WORK TO BE COMPLETED –
In the text below on image sentiment classification, copy out word for word the part that opens with the words containing "Despite the rise" and closes with "and sentimental features.".

EXCERPT PROVIDED –

---+---

Machajdik et al. [22] introduced an affective image classification system using psychology and art theory based features such as Itten’s color contrast and rule of thirds. Zhao et al. [38] exploited to extract principles of art features for emotion classification. Similarly, Lu et al. [21] computed the shape based features in natural images. As a high level concept for representing the sentiment of an image, adjective noun pairs are introduced by Borth et al. in [5]. Using the dataset from Borth et al. [5], Chen et al. [9] classified the adjective-noun pairs using the CNN and achieved better accuracy than Borth et al.’s method.

Some methods are developed to bridge the affective gap. In [1], an effective approach is introduced for affective classification of images by training an ensemble of kernel-based regressors that use different subset of features for different emotion classes. This method bridges the affective gap between image content and emotional response by understanding the High Level Concepts (HLC). A framework is developed to leverage Affective Regions (AR), where an objectness tool is used to generate the candidates [34], from which sentiment scores are calculated. Both the scores are used to predict the sentiment. An Affective Structural Embedding (ASE) framework is developed by utilizing mid-level semantic representation to construct an intermediate embedding space [37]. This method also bridges the affective gap between low-level visual features and high-level semantics.

Despite the rise of deep learning studies, several studies utilized the pre-trained model for the image classification and transferred the learned parameter. By changing the number of outputs to be the same as the number of labels of their dataset, the classifier can be trained. A Region-based CNN using Group Sparse Regularization (R-CNNGSR) is designed for image sentiment classification [32]. This method obtains the initial sentiment prediction model through CNN using group sparse regularization, and then detects the sentiment regions by combining the underlying features and sentimental features.

---+---

STORED ROWS –
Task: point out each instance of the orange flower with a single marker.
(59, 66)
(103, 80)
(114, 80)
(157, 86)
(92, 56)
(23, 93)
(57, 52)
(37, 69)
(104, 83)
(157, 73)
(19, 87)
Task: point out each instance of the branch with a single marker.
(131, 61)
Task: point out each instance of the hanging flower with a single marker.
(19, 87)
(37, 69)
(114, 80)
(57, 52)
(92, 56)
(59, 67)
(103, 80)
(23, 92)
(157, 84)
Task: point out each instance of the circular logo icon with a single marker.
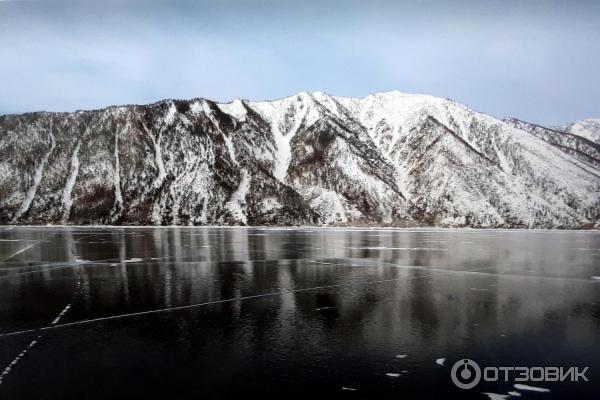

---+---

EXERCISE RESULT –
Despite the rise of deep learning studies, several studies utilized the pre-trained model for the image classification and transferred the learned parameter. By changing the number of outputs to be the same as the number of labels of their dataset, the classifier can be trained. A Region-based CNN using Group Sparse Regularization (R-CNNGSR) is designed for image sentiment classification [32]. This method obtains the initial sentiment prediction model through CNN using group sparse regularization, and then detects the sentiment regions by combining the underlying features and sentimental features.